### Written task:
Count the lines in the entries below that contain the string "recliner". Reply with the number alone.
··· Provided records
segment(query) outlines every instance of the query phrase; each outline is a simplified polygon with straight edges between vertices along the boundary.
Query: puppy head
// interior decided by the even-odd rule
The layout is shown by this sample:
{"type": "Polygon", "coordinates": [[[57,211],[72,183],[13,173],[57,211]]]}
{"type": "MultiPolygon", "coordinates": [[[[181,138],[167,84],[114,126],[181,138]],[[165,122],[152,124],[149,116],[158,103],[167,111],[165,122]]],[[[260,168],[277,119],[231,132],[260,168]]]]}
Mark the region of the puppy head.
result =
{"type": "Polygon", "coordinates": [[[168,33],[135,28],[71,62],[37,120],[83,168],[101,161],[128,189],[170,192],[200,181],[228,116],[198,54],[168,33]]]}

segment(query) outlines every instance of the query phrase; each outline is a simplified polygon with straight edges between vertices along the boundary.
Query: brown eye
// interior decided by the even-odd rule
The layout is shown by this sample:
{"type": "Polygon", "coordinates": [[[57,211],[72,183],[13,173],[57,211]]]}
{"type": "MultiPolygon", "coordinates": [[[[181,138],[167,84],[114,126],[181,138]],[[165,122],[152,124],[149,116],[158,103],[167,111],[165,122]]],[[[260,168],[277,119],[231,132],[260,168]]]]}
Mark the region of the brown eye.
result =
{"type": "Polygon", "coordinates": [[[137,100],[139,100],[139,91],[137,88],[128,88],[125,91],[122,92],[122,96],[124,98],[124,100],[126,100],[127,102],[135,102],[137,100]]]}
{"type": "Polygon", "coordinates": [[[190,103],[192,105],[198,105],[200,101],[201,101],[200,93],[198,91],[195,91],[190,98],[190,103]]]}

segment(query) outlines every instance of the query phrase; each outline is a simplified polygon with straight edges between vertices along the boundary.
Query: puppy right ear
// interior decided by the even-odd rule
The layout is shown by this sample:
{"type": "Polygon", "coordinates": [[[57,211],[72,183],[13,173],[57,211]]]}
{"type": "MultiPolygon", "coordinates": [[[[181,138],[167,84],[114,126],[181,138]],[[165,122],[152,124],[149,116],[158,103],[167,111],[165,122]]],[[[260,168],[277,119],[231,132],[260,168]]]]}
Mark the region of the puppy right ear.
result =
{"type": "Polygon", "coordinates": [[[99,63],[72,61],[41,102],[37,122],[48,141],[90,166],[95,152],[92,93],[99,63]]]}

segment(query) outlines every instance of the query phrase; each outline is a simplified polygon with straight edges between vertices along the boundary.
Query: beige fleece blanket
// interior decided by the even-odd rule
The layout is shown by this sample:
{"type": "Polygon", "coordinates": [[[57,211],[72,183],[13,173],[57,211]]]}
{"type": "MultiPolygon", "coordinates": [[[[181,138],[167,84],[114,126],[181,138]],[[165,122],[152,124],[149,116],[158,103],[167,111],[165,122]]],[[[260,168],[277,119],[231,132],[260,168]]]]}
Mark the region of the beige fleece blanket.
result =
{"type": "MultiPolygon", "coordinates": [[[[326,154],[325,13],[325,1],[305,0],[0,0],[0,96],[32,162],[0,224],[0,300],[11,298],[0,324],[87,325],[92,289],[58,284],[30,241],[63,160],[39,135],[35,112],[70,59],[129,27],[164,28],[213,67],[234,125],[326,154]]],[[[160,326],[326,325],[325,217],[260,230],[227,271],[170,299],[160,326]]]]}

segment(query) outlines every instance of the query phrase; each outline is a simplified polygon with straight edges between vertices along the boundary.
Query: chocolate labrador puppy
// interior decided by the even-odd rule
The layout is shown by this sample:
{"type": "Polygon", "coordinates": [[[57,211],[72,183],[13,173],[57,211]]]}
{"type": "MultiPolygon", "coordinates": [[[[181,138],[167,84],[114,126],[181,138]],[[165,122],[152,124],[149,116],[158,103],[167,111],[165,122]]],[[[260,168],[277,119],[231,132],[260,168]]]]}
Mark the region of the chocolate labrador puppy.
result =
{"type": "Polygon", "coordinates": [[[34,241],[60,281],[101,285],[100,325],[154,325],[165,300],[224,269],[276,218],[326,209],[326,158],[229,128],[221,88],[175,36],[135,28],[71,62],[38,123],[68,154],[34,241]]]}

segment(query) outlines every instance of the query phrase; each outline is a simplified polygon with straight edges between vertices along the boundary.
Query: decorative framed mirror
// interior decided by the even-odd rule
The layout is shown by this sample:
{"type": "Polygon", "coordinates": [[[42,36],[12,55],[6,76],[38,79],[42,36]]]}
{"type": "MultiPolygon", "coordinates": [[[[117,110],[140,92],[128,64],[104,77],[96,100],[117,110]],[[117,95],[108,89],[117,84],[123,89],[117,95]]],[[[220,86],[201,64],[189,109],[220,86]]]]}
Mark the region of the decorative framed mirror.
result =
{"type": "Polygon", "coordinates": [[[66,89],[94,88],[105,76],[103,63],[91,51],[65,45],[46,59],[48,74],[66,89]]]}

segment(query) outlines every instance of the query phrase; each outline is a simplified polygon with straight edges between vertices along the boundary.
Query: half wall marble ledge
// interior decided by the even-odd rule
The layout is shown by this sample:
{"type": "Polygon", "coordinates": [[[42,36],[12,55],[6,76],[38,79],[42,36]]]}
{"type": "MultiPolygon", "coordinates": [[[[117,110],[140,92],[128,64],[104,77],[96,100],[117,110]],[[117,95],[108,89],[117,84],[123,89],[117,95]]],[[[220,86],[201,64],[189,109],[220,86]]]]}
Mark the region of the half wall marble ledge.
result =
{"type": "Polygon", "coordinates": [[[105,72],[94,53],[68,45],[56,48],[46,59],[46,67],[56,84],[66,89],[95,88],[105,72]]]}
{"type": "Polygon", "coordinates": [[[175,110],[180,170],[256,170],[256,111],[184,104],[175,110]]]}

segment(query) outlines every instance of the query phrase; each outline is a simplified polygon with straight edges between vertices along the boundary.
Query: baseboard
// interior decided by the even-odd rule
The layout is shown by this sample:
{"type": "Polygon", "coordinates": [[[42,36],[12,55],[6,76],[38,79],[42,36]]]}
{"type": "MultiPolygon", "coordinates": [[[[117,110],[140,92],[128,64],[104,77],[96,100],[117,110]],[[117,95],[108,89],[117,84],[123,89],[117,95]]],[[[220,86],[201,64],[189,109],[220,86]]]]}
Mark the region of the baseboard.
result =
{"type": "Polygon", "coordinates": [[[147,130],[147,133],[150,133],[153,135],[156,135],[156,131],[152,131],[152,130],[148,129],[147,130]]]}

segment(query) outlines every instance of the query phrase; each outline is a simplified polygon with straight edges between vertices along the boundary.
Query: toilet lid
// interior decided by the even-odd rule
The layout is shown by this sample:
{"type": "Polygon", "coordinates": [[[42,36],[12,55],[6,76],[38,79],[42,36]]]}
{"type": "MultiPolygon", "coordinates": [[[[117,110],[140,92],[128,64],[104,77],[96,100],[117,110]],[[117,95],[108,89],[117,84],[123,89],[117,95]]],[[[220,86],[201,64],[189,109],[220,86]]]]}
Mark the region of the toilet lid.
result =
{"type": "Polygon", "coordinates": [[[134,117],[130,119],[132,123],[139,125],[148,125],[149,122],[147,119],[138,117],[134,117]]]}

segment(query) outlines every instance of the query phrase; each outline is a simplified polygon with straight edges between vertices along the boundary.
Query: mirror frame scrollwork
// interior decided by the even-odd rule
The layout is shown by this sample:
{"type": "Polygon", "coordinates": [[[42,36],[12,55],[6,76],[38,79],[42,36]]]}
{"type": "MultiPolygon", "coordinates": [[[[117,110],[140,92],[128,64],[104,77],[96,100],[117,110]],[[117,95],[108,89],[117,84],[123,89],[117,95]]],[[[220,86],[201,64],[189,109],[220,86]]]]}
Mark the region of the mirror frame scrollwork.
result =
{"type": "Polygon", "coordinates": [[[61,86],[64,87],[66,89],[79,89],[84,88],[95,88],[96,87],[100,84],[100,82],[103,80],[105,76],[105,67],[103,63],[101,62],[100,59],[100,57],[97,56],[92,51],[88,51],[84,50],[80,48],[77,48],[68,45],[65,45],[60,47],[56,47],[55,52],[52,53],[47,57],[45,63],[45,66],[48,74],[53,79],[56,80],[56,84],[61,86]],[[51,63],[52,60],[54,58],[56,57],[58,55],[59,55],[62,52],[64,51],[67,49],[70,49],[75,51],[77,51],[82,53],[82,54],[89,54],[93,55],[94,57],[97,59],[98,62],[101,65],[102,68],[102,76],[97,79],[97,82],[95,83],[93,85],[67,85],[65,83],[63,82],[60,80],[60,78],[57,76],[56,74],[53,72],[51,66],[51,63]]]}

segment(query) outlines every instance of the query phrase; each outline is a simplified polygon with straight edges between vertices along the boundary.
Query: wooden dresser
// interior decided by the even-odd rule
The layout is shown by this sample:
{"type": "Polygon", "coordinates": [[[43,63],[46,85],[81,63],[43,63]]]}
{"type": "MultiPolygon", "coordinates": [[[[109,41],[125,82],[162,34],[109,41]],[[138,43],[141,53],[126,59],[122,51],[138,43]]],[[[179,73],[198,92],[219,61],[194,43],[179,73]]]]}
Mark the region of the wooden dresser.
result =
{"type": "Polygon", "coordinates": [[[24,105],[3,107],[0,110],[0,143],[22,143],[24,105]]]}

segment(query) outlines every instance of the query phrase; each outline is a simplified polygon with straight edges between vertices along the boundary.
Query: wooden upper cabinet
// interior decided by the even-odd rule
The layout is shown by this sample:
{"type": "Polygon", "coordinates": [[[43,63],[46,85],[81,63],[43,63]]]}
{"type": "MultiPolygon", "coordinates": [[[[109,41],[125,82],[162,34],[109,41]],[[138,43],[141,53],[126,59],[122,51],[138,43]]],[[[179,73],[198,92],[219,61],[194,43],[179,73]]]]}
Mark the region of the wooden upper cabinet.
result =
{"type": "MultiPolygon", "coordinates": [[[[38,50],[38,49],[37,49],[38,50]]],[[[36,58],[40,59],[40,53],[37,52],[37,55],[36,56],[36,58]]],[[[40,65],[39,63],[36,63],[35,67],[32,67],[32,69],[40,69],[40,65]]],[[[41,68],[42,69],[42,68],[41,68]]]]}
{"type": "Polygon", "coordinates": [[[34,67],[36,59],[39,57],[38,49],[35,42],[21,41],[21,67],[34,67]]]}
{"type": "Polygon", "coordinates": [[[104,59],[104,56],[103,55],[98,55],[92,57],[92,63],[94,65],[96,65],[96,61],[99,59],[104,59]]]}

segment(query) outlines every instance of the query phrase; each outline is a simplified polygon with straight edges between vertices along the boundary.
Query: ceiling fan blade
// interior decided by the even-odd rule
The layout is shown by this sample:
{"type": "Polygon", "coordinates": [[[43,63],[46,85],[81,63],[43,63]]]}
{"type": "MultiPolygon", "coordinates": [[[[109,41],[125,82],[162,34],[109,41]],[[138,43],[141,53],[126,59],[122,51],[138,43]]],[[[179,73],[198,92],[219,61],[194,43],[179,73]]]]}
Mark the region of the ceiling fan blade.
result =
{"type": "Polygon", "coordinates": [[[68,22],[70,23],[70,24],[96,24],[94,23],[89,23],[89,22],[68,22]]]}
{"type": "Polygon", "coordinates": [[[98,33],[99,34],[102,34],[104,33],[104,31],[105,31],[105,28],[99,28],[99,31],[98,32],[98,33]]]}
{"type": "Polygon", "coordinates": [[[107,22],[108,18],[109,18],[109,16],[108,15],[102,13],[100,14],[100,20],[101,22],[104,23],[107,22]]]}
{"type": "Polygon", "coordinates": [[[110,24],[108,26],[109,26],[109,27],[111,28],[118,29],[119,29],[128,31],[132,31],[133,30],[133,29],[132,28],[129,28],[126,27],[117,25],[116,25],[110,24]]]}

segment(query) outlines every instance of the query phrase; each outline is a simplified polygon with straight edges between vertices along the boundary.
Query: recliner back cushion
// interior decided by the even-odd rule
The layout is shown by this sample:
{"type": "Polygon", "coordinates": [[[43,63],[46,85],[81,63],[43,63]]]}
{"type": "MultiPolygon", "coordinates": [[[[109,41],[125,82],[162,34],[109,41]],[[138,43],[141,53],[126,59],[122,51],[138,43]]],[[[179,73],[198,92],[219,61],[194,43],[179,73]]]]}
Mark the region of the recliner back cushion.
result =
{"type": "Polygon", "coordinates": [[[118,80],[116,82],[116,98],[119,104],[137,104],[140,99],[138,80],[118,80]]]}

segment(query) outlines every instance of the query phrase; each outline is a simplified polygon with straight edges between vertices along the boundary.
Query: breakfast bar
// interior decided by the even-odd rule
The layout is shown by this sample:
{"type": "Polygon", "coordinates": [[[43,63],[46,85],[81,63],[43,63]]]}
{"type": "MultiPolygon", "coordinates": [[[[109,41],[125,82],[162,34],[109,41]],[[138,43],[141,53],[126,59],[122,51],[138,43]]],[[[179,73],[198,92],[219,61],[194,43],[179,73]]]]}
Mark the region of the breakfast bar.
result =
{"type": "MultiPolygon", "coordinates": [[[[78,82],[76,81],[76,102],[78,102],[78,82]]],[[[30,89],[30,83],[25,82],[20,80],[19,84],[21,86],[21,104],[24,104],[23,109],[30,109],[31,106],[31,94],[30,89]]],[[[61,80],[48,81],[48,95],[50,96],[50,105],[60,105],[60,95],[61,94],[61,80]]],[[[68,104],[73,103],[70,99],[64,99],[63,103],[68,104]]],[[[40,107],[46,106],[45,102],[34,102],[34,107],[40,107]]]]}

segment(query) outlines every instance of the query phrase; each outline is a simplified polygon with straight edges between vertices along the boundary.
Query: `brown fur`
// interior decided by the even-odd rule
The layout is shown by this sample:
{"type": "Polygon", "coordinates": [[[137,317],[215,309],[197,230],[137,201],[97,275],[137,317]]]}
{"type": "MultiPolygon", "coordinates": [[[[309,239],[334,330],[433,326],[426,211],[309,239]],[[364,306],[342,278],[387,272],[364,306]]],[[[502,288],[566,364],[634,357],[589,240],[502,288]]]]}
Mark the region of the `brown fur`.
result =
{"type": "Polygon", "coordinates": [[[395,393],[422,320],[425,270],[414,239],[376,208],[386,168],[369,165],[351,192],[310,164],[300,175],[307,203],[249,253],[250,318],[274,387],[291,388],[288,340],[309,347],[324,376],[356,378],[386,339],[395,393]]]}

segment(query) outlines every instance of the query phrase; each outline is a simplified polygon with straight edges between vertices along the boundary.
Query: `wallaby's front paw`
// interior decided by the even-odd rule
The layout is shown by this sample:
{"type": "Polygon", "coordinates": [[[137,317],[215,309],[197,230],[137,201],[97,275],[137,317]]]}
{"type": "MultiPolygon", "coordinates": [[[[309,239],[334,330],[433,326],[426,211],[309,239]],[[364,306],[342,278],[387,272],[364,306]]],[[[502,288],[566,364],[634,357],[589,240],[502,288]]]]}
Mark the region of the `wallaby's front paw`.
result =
······
### Completed task:
2